▶ [INFORMATION]
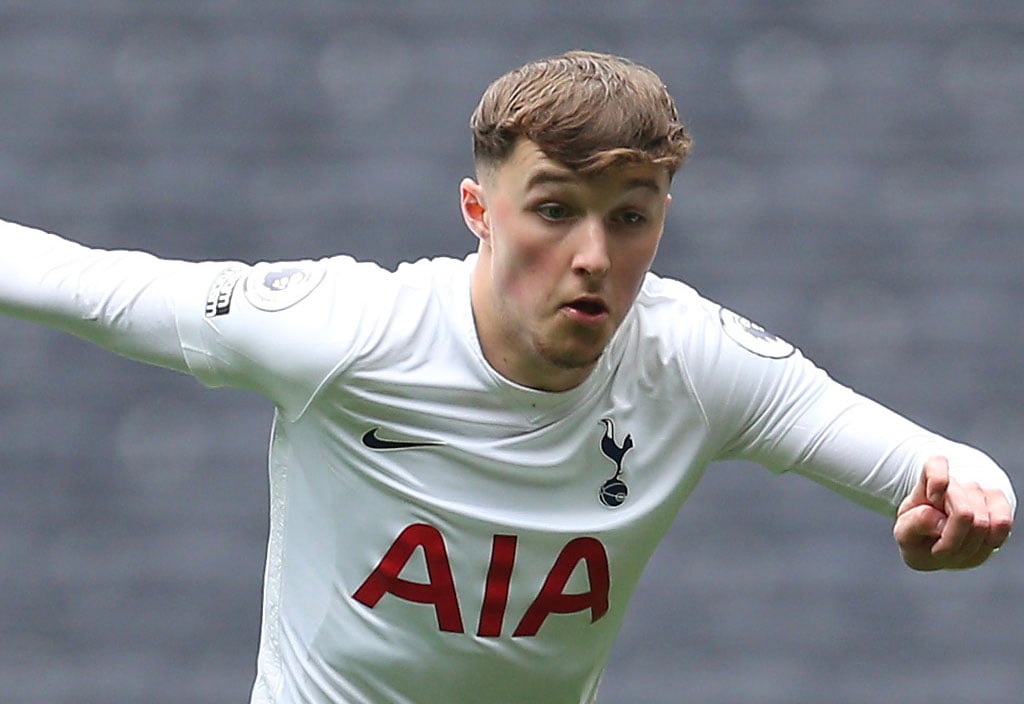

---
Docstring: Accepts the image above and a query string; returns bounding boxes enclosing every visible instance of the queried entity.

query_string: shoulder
[224,253,469,314]
[390,255,473,301]
[632,271,796,362]
[616,271,805,414]
[634,271,711,324]
[627,272,721,364]
[181,253,473,414]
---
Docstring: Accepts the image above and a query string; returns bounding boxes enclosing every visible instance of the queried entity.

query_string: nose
[571,217,611,279]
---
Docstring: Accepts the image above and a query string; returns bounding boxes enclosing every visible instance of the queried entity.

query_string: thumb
[894,503,947,544]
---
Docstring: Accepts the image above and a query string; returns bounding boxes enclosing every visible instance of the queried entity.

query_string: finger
[982,488,1014,549]
[923,455,950,508]
[931,478,976,556]
[896,458,942,517]
[951,543,996,570]
[943,481,990,558]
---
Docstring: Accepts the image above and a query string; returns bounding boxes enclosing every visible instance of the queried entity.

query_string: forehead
[493,139,669,195]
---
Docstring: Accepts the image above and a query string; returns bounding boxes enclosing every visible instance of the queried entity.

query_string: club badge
[598,418,633,508]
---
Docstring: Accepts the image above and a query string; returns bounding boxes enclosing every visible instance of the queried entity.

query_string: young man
[0,51,1015,703]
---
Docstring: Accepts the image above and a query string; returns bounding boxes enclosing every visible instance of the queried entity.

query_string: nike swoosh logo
[361,427,445,451]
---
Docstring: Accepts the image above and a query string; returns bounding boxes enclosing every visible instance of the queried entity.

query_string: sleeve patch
[243,260,326,312]
[204,266,246,318]
[718,307,795,359]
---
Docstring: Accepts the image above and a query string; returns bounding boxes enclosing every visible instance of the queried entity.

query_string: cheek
[490,208,560,294]
[612,238,660,298]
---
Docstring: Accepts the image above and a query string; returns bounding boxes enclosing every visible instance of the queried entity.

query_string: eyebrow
[525,168,664,194]
[524,169,576,191]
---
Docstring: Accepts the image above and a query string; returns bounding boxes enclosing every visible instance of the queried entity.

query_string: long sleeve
[669,294,1017,516]
[0,218,228,373]
[0,217,397,419]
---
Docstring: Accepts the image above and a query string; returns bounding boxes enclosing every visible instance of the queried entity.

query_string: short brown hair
[471,50,691,177]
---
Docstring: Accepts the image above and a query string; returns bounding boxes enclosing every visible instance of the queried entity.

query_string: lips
[562,295,610,325]
[568,297,607,315]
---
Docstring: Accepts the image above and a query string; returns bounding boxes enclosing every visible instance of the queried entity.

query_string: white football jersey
[0,220,1016,704]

▶ [PROBLEM REQUIREMENTS]
Leave out the pictures, then return every line of the data exactly.

▶ [TASK OUTPUT]
---
Docstring: Accepts the image above and a query string; returns bounding boxes enclosing every visible instance of the queried entity.

query_string: shoulder
[224,253,469,314]
[390,255,473,301]
[632,271,796,362]
[616,271,805,414]
[634,271,711,324]
[627,272,721,364]
[181,253,473,414]
---
Docstring: Accepts the image above and a query string; returns bounding boxes enclosing every visible instance of the queried entity.

query_string: nose
[571,217,611,279]
---
Docstring: Accepts the image above and a query string; returns bounding boxes enclosing every visible instance of the queried entity.

query_string: thumb
[894,503,947,544]
---
Docstring: Accepts the image above and a query string; returns bounding boxes enclosing every visible instance of the queried entity.

query_string: finger
[982,488,1014,549]
[923,455,950,508]
[931,478,976,556]
[896,458,942,517]
[951,543,996,570]
[943,481,990,558]
---
Docstring: Accepts the image above and a query string; returns bounding boxes enclosing every visible instance of the queried entity.

query_string: forehead
[493,139,669,195]
---
Docstring: Accepts the image above and a query string; returns bounding boxes enclosing every visible instance of the queried entity.

query_string: club badge
[598,418,633,508]
---
Docstring: Accepts the image above and a query string; returns bounding boxes enclosing every visible instance of the queried entity.

query_string: young man
[0,51,1015,703]
---
Docstring: Accepts the image above and a query string; returns bounding boxes enclosing every visible instance of the queried entity.

query_string: nike swoosh logo
[361,427,445,451]
---
Docstring: Accepts the image above and a query string; returns bounding boxes enclosing every visible instance of the queried entity.

query_string: sleeve patch
[243,260,326,312]
[204,266,246,318]
[718,307,795,359]
---
Docstring: Accepts the image above and a query string; returns bounding boxes enclosing every visible instance of the queried entity.

query_string: cheek
[490,208,560,294]
[612,238,660,298]
---
Docstring: Accepts the image above and a query string; returns bounding boxes enclosing every visible instance of the queried entity.

query_string: eyebrow
[525,168,664,194]
[524,169,576,191]
---
Docstring: Accepts the image above and a query string; returns bounding boxes enclosing every visible instance of the queried entity.

query_string: long sleeve
[669,294,1017,516]
[0,218,228,373]
[0,217,397,419]
---
Docstring: Accepts the image above and a query string; returns bounding boxes enclosing every visible instance of the queried entity.

query_string: short brown hair
[471,50,691,177]
---
Docstring: Accepts the image above and a query string; returns bounding boxes enclosing every visible instance of the queried entity.

query_string: lips
[562,295,610,325]
[568,297,607,315]
---
Docstring: Accepts the image above and a query string; returns bounding boxes enclosing every visible instance of the queried entity.

query_string: white football jersey
[0,220,1016,704]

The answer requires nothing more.